* EXERCISE OBJECTIVE
Copy out the data word for word, without any of its pictures.
(Beginning of RECORD EXTRACTS)
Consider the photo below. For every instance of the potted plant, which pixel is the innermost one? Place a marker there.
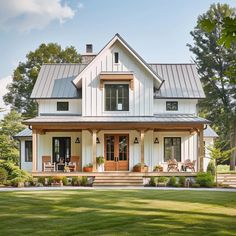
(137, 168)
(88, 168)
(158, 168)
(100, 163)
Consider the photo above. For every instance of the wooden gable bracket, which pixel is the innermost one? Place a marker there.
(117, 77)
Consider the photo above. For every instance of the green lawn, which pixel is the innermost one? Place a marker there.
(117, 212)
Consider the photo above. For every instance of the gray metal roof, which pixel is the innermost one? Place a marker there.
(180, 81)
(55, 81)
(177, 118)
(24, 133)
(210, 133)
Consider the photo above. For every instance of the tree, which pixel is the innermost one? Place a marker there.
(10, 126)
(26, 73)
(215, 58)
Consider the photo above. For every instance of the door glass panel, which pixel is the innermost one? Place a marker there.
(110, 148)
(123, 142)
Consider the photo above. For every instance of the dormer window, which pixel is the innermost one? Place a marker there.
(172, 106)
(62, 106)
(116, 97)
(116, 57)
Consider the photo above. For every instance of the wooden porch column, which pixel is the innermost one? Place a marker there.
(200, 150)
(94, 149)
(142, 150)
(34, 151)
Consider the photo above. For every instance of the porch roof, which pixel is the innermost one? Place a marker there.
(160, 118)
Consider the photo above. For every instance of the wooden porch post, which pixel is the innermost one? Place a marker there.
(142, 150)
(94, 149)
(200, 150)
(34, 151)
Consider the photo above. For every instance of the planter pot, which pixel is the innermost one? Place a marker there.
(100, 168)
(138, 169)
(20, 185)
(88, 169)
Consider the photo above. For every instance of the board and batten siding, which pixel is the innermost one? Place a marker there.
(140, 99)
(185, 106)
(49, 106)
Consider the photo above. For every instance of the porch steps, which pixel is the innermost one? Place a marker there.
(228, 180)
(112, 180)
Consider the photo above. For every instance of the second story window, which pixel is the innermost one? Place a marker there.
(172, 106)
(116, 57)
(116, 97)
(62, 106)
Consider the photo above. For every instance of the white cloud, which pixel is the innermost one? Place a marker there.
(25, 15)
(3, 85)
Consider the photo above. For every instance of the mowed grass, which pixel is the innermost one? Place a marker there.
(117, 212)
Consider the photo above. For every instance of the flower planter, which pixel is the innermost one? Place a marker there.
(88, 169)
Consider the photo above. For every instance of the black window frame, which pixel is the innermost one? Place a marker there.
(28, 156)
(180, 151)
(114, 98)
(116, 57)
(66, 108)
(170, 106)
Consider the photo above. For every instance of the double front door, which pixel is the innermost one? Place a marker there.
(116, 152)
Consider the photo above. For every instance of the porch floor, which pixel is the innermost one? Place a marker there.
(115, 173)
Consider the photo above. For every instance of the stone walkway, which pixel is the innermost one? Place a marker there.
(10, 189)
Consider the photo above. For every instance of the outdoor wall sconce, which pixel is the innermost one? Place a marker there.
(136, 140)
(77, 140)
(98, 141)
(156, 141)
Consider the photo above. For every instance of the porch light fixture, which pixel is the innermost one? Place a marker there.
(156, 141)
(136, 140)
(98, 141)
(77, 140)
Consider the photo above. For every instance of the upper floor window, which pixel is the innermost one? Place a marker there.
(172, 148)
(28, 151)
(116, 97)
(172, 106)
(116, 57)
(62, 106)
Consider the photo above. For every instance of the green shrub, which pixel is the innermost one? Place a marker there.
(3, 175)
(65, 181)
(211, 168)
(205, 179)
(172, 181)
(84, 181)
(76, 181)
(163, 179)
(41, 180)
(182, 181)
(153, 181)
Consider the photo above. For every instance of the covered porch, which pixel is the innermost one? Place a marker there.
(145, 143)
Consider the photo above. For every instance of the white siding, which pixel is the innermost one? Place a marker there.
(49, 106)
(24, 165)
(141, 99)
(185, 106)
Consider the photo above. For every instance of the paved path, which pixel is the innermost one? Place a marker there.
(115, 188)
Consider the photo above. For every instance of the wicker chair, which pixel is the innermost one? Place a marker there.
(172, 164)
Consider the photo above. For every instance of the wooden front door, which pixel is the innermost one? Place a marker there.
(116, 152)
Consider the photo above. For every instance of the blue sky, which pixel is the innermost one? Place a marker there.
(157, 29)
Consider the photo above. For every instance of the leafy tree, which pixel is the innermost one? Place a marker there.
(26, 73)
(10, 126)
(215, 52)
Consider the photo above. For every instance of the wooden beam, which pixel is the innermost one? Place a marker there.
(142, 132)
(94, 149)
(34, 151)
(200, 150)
(End of RECORD EXTRACTS)
* ANSWER TO THIS TASK
Consider the photo below. For every instance of the potted plant, which pixel is the innermost one? Place a marker there.
(137, 168)
(88, 168)
(158, 168)
(100, 163)
Consider the photo above. For every instance of the wooden gable bracket, which pixel is the innermost one? Place a marker there.
(117, 77)
Consider the photo above. For every instance of the green lawn, which pixel is the innermost one? Place a marker there.
(117, 212)
Consider the photo above. For every instance of the gray metal roof, which pixel is the innermost one? Place a marker there.
(180, 81)
(55, 81)
(177, 118)
(24, 133)
(210, 133)
Consider the photo above. For every instance of the tree, which pixel is the innermost one? Place a marker there.
(10, 126)
(26, 73)
(215, 58)
Consider the photo above. For every instance of the door glass panel, which pixel is the innermost one? Place a marker there.
(110, 148)
(123, 142)
Consider the photo above. For every instance of the dormer window, which pixel is the innermost one? Place a marker there.
(172, 106)
(62, 106)
(116, 97)
(116, 57)
Consider the photo above. For every instance of the wooden porch column, which pixel is the innermost one? Place a marker there.
(200, 150)
(94, 149)
(142, 150)
(34, 151)
Consider the photo above. For every instance of the porch roof, which pixel is the innermost one? Place a marker there.
(160, 118)
Consider the photo above. For every instance of the wooden porch post, which pixel is the innermost one? Place a marker there.
(142, 150)
(94, 149)
(200, 150)
(34, 151)
Consider the photo above. For every instance of the planter pot, which pixel is the innermost one? Place a marker there.
(100, 168)
(138, 169)
(20, 185)
(88, 169)
Consider the photo above. For every instance of the board and batten siding, which pixel is the innermost one? Place a marker there.
(140, 99)
(185, 106)
(49, 106)
Consider the photo above. For every instance of the porch steps, which pixel is the innermost one? Place a marker there.
(228, 180)
(112, 180)
Consider the photo above. For every instance of the second story window, which pixel is the innermost one? Place a marker there.
(172, 106)
(116, 57)
(116, 97)
(62, 106)
Consider the photo above. For every instance of the white cloud, which pixel is the innermost one? Place a marker there.
(25, 15)
(3, 85)
Consider the photo above. For every instance of the mowed grass, which pixel is the innermost one? Place a marker there.
(117, 212)
Consider the photo above. For every instance of the flower planter, which pixel is the innermost one? Place a marker there.
(88, 169)
Consider the photo above. For every instance of the black window frame, which pixel is the innermost one? Place a marker there.
(28, 156)
(180, 151)
(114, 98)
(116, 57)
(66, 108)
(170, 106)
Consider the photo above. For every instance of the double front door, which pixel is the innermost one? Place a marker there.
(116, 152)
Consider the photo above. For every instance of the porch floor, which pixel is the innermost one? Place a marker there.
(115, 173)
Consider the photo above. For every instance of the stone walkway, which pixel is the innermost one? Place a marker there.
(10, 189)
Consider the photo above. For every instance of the outdoor wall sconce, which pixel is the innermost one? Place a marker there.
(136, 140)
(77, 140)
(98, 141)
(156, 141)
Consider the photo above. For every instance of the porch light fixture, which pixel is the innermost one? Place a marker there.
(156, 141)
(136, 140)
(98, 141)
(77, 140)
Consider the photo above. For every instance of the upper floor window, which pixel is the innermost one? Place a marker there.
(172, 148)
(28, 151)
(116, 97)
(172, 106)
(116, 57)
(62, 106)
Consider the photo above. For every instance of the green shrub, which pixel is the innermost one? Place a marker there.
(3, 175)
(65, 181)
(211, 168)
(205, 179)
(172, 181)
(84, 181)
(76, 181)
(163, 179)
(41, 180)
(182, 181)
(153, 181)
Consider the photo above. For every instance of the covered porch, which pixel is the innermost one? Place a marker there.
(145, 143)
Consider the photo above. For every instance of the white siding, which pixel is the innermost one? Place a marker there.
(49, 106)
(24, 165)
(141, 99)
(185, 106)
Consider the photo above. For every instance of the paved path, which pixel is the innermost one? Place a marker there.
(115, 188)
Consider the photo above. For every instance of the wicker chair, which pixel is the innermost one? Place a marker there.
(172, 164)
Consider the photo above. For every instance of the wooden front door, which pixel is the innermost one? Place a marker there.
(116, 152)
Consider the photo above. For every instance of the blue sky, which pixel is the innermost one? Place a marker there.
(157, 29)
Consider the photo above. For every instance of the leafy tree, which pixel is the innermost one? Place a marker there.
(26, 73)
(10, 126)
(215, 52)
Consider the photo above. For every instance of the wooden beam, which pixel is the innermost one? Place a marker there.
(142, 132)
(94, 149)
(34, 151)
(200, 150)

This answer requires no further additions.